Objective:
Rewrite the material starting at its beginning and ending at the line that contains "[(467, 88)]", with "black wetsuit" replaced by "dark neoprene suit" and all else unchanged.

• • • • •

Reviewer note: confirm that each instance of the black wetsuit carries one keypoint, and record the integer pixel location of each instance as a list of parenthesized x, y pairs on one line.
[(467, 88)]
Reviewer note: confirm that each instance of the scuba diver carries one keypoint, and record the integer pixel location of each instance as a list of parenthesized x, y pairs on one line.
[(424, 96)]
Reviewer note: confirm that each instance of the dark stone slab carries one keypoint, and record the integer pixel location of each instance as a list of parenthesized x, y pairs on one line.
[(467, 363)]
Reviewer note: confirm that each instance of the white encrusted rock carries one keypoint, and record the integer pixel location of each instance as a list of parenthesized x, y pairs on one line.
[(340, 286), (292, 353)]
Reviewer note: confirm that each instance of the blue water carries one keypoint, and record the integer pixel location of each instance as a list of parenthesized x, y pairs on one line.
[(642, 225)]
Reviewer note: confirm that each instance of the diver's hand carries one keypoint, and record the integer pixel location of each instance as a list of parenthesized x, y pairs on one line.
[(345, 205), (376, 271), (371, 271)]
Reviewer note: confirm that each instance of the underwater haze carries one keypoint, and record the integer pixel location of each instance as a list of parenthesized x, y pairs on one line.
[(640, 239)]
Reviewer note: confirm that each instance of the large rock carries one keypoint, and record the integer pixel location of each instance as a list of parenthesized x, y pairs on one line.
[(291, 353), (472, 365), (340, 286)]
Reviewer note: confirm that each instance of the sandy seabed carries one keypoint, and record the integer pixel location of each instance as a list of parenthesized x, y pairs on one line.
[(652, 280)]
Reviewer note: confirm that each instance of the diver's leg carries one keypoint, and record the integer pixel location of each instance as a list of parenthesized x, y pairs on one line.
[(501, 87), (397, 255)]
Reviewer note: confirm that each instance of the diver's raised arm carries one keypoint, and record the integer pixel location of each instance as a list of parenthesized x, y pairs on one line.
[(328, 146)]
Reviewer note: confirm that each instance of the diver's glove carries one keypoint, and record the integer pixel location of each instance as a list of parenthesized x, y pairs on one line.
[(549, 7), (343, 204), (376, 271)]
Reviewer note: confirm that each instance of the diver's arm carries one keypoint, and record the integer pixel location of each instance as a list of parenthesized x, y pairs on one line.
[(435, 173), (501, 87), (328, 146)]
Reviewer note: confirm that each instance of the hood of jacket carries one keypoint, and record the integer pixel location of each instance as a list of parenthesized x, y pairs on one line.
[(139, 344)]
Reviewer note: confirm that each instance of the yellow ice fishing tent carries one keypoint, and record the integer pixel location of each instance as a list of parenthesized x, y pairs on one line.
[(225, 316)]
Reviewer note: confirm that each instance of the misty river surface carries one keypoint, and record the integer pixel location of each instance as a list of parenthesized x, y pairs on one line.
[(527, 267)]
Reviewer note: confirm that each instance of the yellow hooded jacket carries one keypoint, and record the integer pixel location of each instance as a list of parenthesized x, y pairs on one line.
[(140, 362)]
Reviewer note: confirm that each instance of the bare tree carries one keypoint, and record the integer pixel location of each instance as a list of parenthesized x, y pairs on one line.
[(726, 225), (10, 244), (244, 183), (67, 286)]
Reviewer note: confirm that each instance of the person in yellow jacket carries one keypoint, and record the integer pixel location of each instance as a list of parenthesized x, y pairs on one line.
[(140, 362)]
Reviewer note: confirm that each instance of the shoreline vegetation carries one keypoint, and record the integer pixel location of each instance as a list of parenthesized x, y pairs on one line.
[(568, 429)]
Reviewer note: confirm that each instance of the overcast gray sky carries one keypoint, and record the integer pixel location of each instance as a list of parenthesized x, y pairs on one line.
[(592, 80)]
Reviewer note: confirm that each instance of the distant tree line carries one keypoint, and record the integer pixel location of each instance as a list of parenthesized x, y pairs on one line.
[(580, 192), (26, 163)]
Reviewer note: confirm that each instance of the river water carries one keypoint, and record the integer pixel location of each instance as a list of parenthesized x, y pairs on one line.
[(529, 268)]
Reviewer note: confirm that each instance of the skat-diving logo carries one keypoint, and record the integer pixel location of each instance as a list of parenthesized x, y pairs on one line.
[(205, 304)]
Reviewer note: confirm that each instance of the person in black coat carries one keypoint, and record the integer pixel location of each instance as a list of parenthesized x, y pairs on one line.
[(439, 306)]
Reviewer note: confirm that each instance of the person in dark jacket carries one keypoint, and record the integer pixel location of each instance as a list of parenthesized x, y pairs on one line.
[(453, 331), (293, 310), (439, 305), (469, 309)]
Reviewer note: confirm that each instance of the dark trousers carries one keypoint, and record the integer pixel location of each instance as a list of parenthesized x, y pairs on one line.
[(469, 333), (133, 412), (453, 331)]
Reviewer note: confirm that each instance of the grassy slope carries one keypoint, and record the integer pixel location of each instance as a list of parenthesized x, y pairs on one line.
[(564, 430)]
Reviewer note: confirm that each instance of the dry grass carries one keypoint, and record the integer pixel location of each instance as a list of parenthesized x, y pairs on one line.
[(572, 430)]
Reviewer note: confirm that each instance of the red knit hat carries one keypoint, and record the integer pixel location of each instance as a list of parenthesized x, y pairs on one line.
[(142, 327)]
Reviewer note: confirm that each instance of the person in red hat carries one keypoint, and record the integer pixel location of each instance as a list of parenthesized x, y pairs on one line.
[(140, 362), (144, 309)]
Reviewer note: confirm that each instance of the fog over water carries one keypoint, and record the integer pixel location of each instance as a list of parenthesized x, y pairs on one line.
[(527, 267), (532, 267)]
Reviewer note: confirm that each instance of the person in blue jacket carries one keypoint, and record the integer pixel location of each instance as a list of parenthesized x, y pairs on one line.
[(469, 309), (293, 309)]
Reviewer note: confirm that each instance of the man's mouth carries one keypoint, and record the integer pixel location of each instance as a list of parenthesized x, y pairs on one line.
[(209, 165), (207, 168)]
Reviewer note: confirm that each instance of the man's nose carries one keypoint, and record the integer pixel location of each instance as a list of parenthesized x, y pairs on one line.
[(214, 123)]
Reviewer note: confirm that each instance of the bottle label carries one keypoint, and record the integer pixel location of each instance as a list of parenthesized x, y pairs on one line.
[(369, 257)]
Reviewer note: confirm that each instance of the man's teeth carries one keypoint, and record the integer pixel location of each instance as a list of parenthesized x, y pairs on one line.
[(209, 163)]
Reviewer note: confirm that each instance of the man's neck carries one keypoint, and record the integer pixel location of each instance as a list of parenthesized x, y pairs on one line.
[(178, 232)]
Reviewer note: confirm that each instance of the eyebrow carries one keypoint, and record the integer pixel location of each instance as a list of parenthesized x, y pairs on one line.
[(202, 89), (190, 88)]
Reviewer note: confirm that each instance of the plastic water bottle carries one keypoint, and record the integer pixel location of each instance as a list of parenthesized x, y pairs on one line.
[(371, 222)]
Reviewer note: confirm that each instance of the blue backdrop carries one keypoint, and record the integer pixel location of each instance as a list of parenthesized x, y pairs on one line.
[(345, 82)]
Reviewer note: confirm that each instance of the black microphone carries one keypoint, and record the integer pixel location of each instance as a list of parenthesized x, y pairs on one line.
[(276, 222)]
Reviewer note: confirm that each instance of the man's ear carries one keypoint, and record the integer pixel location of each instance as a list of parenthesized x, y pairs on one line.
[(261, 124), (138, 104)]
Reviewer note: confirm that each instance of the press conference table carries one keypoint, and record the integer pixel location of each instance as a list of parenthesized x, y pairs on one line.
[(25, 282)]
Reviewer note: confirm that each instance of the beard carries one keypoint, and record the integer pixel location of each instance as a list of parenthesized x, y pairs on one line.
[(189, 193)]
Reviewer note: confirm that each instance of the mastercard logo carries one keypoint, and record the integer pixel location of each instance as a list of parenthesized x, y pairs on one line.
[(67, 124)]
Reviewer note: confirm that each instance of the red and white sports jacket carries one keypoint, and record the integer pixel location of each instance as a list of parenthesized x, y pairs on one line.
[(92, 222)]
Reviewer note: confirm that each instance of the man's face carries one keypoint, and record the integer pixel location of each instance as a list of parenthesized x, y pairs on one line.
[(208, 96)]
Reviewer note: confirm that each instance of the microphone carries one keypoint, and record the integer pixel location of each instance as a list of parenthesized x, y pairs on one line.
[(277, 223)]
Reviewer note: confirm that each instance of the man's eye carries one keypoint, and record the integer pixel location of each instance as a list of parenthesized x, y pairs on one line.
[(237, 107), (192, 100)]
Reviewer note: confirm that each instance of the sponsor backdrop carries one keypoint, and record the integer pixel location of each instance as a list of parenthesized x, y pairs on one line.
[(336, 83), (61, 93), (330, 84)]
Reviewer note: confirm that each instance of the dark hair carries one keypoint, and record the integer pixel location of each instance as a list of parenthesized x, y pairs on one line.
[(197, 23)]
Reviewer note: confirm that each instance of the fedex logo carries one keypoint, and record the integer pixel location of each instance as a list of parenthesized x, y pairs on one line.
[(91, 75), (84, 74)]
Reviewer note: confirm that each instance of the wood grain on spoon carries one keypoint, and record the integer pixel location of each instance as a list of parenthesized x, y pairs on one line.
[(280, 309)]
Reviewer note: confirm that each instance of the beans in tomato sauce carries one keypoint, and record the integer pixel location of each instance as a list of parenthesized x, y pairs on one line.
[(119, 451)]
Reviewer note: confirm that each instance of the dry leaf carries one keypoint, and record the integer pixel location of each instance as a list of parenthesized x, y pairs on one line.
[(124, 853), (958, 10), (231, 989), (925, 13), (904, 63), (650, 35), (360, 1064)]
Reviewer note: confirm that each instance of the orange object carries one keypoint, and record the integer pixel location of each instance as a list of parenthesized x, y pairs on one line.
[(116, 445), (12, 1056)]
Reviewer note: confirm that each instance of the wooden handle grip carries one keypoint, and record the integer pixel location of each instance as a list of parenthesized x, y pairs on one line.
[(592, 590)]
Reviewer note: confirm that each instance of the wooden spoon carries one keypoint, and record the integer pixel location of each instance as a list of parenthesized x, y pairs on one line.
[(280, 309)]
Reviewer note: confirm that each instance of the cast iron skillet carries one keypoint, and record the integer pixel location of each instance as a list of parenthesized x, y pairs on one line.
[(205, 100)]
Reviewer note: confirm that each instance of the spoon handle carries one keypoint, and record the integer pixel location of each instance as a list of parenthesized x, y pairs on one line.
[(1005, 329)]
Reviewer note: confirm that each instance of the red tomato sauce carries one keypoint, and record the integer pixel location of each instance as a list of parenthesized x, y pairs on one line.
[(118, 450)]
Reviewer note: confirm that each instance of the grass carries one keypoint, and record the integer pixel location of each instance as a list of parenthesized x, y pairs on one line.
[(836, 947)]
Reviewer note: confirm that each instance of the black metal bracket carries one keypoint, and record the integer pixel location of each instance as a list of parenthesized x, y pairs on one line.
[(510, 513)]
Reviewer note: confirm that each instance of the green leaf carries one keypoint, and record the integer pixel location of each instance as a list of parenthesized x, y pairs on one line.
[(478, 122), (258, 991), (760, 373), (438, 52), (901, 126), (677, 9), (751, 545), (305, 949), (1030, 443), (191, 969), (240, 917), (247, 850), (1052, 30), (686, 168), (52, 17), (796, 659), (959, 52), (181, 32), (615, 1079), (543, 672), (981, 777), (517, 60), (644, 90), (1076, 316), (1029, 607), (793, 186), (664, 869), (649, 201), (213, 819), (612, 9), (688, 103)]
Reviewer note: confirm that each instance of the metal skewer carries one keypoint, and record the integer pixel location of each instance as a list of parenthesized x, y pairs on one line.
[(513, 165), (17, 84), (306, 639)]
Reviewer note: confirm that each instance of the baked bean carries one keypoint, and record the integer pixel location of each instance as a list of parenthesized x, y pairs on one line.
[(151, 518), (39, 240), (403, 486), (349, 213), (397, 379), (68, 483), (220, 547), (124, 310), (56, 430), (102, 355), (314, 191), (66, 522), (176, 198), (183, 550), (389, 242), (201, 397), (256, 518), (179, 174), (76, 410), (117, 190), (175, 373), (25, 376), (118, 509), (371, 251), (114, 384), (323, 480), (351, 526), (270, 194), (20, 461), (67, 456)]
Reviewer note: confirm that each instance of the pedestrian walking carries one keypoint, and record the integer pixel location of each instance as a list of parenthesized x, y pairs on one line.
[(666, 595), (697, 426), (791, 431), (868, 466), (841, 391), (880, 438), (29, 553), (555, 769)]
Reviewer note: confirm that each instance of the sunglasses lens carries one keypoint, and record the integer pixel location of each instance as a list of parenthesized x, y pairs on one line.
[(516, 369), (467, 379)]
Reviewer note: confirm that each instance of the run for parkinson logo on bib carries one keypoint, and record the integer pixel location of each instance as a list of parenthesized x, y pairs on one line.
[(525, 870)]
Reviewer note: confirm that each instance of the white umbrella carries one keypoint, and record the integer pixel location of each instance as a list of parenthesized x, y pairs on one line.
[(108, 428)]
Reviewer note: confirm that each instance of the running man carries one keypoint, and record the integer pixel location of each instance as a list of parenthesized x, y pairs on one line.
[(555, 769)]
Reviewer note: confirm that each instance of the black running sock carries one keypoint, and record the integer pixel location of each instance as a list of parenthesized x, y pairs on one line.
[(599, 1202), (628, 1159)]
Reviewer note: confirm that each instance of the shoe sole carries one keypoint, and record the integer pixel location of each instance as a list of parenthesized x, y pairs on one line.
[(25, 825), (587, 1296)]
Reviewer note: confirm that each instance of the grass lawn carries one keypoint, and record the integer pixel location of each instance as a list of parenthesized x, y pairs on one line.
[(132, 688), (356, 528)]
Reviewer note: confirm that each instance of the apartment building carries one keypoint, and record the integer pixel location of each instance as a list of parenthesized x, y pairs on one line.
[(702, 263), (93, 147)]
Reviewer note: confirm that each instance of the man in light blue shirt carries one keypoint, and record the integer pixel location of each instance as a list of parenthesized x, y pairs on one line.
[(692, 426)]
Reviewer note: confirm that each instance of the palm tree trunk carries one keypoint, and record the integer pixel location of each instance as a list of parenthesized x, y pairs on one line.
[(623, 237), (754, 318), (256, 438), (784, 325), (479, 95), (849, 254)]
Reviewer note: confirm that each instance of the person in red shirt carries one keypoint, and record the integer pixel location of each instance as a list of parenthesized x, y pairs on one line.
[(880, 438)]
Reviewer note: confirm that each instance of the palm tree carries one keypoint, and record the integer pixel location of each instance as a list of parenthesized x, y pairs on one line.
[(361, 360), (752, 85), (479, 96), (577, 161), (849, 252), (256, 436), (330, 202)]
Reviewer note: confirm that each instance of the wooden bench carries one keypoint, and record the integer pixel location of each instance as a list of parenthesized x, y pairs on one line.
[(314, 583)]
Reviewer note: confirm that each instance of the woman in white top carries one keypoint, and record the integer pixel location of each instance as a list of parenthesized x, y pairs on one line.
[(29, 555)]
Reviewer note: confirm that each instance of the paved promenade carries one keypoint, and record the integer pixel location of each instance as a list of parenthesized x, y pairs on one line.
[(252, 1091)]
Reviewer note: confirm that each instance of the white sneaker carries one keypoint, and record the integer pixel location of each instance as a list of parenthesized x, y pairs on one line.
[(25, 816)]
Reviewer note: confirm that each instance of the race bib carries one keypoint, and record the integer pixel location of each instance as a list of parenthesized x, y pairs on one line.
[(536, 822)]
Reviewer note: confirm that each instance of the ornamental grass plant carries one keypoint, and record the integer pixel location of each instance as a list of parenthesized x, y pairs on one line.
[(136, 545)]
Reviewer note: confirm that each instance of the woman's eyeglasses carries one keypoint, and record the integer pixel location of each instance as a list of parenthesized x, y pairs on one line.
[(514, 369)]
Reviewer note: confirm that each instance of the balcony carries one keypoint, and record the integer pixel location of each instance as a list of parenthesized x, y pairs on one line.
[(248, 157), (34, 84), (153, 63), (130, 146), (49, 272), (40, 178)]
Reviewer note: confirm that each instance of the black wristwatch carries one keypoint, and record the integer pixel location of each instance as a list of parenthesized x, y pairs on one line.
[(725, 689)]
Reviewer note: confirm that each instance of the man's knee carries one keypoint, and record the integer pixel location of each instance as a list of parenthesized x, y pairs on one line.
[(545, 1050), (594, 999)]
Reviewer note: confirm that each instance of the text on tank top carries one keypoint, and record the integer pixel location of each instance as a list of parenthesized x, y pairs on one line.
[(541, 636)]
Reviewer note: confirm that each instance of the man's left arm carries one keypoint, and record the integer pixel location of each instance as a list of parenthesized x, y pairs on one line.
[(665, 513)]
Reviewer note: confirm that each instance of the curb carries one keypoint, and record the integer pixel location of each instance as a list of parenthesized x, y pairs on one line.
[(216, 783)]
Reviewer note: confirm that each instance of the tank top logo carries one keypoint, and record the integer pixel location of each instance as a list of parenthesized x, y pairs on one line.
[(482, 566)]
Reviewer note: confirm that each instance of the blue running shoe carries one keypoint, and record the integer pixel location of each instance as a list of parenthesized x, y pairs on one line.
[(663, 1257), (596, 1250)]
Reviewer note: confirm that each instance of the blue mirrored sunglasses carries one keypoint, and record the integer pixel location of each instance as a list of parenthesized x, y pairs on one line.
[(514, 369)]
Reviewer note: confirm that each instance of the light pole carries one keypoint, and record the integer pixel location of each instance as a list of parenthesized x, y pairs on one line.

• • • • •

Result:
Reviewer note: confirm that each instance of the dark neoprene suit carries one keypoint, and record the integer pixel location of each instance as a list of parenthesized x, y pairs on one line.
[(467, 88)]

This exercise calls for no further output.